> _TEXTO_:
# # # #

A PESAR DEL GOBIERNO...
De vez en cuando –casi siempre- una mirada a la España real reconforta. A lo largo del día de ayer, nos enterábamos de un nuevo episodio que acredita que nuestras empresas van superando complejos. Ferrovial podría adquirir BAA, la empresa gestora de los dos aeropuertos principales de Londres.
Y lo importante es que no se trata de una excepción. Hoy recuerda otro periódico que no hay día del año en el que nuestras empresas gestoras de servicios e infraestructuras no se presenten a un nuevo concurso en algún lugar del mundo. El mercado está pendiente de las posibles reacciones de Telefónica ante maniobras corporativas en Portugal, lo que implica que se la considera un actor relevante. Lo mismo puede decirse de los bancos, que aparecen siempre en las quinielas de posibles adquirentes, no ya sólo en el mundo Latinoamericano, sino en otros países de Europa o en los Estados Unidos.
Pero lo que más llama la atención, si se viaja con cierta frecuencia, es el asombroso cambio de perfil del español que puebla las salas de espera de los aeropuertos –algunos de ellos, por cierto, como el de Varsovia, en plena ampliación a cargo de una empresa española-. De entrada, por supuesto, debe resaltarse el hecho mismo de que hay españoles hasta en la Cochinchina, sea como turistas, sea como viajeros de negocios. Y estos españoles parecen mucho más integrados en la sociedad internacional. Aún estamos lejos, claro, del dominio de idiomas y la desenvoltura de otras sociedades pequeñas pero muy abiertas, como la holandesa, por ejemplo, pero vamos progresando.
Poco a poco, España se va acomodando a su rol de potencia media en el mundo. Es evidente que no somos, ni seremos –aunque sólo sea por población- uno de los grandes países de Europa, ni tendremos el empaque de otras grandes potencias extraeuropeas. También es cierto que aún padecemos significativas carencias y algunos aspectos de nuestro desarrollo no van al ritmo necesario. De esas carencias, sin duda, la más grave es la relativa a nuestro atraso tecnológico y la escasa potencia investigadora de nuestra universidad. Es también clamorosa la necesidad que tenemos de adecuar el clima ético de nuestros negocios, el nivel de transparencia de nuestros mercados y, en fin, de lograr una verdadera liberalización en un ambiente de seguridad jurídica plena. Pero las cosas marchan, mal que bien.

# # # #

> _Registros del conjunto de datos de señalamiento_:
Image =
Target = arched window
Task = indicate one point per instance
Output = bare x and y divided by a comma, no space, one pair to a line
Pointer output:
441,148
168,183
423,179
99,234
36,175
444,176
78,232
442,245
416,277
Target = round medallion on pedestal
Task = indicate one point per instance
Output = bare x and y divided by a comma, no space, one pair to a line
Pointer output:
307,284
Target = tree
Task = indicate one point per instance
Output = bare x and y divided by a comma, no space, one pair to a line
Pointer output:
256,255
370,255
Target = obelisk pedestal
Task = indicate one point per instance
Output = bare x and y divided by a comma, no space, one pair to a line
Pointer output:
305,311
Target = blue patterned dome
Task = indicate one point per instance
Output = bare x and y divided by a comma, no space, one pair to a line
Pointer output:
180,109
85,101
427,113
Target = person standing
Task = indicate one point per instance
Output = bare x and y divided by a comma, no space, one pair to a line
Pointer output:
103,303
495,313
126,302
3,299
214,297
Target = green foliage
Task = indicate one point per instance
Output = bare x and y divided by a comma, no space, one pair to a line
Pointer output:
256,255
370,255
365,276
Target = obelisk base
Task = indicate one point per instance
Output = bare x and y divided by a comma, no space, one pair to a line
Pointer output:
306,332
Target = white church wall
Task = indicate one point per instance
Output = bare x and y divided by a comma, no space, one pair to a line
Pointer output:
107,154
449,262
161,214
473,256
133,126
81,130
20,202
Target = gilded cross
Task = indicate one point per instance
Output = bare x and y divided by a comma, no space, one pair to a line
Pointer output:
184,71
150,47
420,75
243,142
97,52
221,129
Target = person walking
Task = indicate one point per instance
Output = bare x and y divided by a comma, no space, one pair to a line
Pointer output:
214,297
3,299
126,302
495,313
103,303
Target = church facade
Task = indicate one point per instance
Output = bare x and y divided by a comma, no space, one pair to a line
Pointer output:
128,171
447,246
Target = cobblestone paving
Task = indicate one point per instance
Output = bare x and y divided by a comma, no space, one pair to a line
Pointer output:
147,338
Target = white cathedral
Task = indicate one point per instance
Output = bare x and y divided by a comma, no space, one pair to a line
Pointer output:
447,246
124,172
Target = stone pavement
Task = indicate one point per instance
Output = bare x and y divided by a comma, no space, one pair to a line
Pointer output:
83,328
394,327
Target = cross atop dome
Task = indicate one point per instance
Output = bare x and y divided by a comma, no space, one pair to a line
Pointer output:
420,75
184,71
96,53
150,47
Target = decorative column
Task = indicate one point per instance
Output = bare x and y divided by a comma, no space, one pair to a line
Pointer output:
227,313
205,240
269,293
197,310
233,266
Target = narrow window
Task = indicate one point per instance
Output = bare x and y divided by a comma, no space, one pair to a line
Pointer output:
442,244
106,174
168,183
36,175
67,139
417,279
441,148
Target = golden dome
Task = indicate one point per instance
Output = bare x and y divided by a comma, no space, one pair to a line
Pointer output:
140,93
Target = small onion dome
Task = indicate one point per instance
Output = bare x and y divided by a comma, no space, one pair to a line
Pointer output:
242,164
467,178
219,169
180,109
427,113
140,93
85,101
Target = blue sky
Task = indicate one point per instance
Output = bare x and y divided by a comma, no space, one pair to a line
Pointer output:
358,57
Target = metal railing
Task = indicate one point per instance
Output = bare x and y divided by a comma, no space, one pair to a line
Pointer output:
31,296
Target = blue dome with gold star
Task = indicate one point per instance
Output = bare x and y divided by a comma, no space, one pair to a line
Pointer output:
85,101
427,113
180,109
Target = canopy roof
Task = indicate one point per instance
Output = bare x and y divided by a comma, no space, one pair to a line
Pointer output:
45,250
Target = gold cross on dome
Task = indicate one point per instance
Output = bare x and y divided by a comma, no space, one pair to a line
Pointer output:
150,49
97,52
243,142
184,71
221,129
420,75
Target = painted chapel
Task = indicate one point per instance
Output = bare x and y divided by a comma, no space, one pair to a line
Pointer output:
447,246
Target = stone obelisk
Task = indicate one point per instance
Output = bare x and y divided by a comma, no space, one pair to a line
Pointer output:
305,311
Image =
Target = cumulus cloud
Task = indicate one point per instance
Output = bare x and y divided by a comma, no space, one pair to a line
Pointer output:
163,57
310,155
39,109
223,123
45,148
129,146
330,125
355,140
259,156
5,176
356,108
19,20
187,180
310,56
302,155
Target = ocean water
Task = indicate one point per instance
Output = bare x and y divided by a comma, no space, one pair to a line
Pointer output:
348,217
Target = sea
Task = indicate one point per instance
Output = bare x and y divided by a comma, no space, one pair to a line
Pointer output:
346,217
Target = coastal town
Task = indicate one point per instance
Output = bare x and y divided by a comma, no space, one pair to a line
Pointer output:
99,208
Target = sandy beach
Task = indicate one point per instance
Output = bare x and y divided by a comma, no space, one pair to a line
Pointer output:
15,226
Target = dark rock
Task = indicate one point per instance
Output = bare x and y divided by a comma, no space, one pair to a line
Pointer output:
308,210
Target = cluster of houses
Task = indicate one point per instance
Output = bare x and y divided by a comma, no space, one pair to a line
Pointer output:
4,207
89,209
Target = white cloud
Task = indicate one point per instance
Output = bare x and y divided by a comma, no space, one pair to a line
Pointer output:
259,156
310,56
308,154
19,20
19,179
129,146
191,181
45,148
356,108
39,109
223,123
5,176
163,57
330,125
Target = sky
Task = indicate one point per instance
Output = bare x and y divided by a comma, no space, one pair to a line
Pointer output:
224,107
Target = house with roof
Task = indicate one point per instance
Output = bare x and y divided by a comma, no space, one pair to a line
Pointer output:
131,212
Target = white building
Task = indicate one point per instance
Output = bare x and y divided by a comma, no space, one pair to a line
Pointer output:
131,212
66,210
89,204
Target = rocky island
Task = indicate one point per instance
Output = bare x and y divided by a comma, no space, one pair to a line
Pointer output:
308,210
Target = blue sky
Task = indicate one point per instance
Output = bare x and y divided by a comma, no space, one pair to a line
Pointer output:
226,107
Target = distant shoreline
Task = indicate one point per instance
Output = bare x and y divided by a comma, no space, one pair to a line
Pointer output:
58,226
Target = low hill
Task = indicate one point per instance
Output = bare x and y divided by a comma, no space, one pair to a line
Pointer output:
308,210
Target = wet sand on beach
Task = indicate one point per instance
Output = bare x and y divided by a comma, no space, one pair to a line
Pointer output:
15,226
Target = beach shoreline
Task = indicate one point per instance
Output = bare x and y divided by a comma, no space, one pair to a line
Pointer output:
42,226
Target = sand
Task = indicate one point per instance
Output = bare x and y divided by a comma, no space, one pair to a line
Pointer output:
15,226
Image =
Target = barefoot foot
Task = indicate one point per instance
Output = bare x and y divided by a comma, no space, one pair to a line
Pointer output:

# # # #

> _TAREAS_:
1 – Enumera las empresas que se mencionan por su nombre en el texto sobre las empresas españolas.
2 – Según el texto sobre las empresas españolas, ¿qué aeropuerto está en plena ampliación a cargo de una empresa española?
3 – Prosigue el texto sobre las empresas españolas a partir de su última frase.

> _RESPUESTAS_:
1 – Ferrovial, BAA y Telefónica.

2 – El aeropuerto de Varsovia.

3 –
Quiere esto decir que, quizá por primera vez en siglos, hay un proyecto colectivo al que merece la pena arrimar el hombro. Cuando digo que merece la pena no me refiero, únicamente, a motivos sentimentales, sino a que esa concurrencia, ese interés por avanzar, produce evidentes réditos de bienestar para todos.
Quizá porque el país real está a años luz de lo que era es aún más llamativo este proceso de italianización que está experimentando España. Por “italianización” entiendo el divorcio entre la clase política y todo lo demás. Siempre se dijo que la genial nación transalpina progresaba a pesar de su gobierno. Llegó a ser un tópico, incluso, que la administración no era del todo ineficiente dado que, al fin y al cabo, sólo ella gozaba de un mínimo de continuidad.
El mundo político, y especialmente el Gobierno, de entrada, no acompañan al desarrollo del país todo lo que deberían. Son clamorosos los retrasos en la introducción de infraestructuras necesarias, los costes impuestos a la sociedad por un sistema de múltiples niveles de decisión que, por otra parte, dista de tener plenamente probada su utilidad en otros terrenos y, cómo no, las notables carencias de la acción exterior. Hoy lo apunta el ABC, a propósito de la internacionalización de nuestras empresas, y viene denunciándose de antiguo. ¿Dónde está nuestro ministerio de Exteriores? ¿Es consciente de que las empresas españolas invierten en territorios de alto crecimiento donde ni tan siquiera tenemos embajadas? Es posible que, en el colmo del esperpento, Abertis, por ejemplo, pueda acogerse a la protección diplomática española o catalana en Bruselas –donde, a Dios gracias, maldita la falta que hace-, pero no tenga ninguna puerta a la que llamar en Hong Kong.
En fin, un no acompañar del todo podría ser hasta soportable –al fin y al cabo, es casi la naturaleza del Gobierno-. Se entiende menos este empeño de transformarse en un obstáculo.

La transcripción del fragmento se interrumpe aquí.